**Given request**. Reproduce every line of the listing below, requests included, but scale each x and y coordinate in the answers by 0.75 and round to the nearest whole number, with halves rounded up.

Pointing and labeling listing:
□ □ □ □ □

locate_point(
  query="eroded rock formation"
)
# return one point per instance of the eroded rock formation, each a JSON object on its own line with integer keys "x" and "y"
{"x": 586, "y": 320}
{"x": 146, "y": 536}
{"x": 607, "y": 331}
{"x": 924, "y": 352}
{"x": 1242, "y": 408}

□ □ □ □ □

**Reply to the task**.
locate_point(
  query="eroded rock formation"
)
# return one point per instance of the eroded rock formation, each a JSON object on its own line with integer keys "x" and "y"
{"x": 440, "y": 240}
{"x": 110, "y": 402}
{"x": 455, "y": 248}
{"x": 693, "y": 264}
{"x": 932, "y": 306}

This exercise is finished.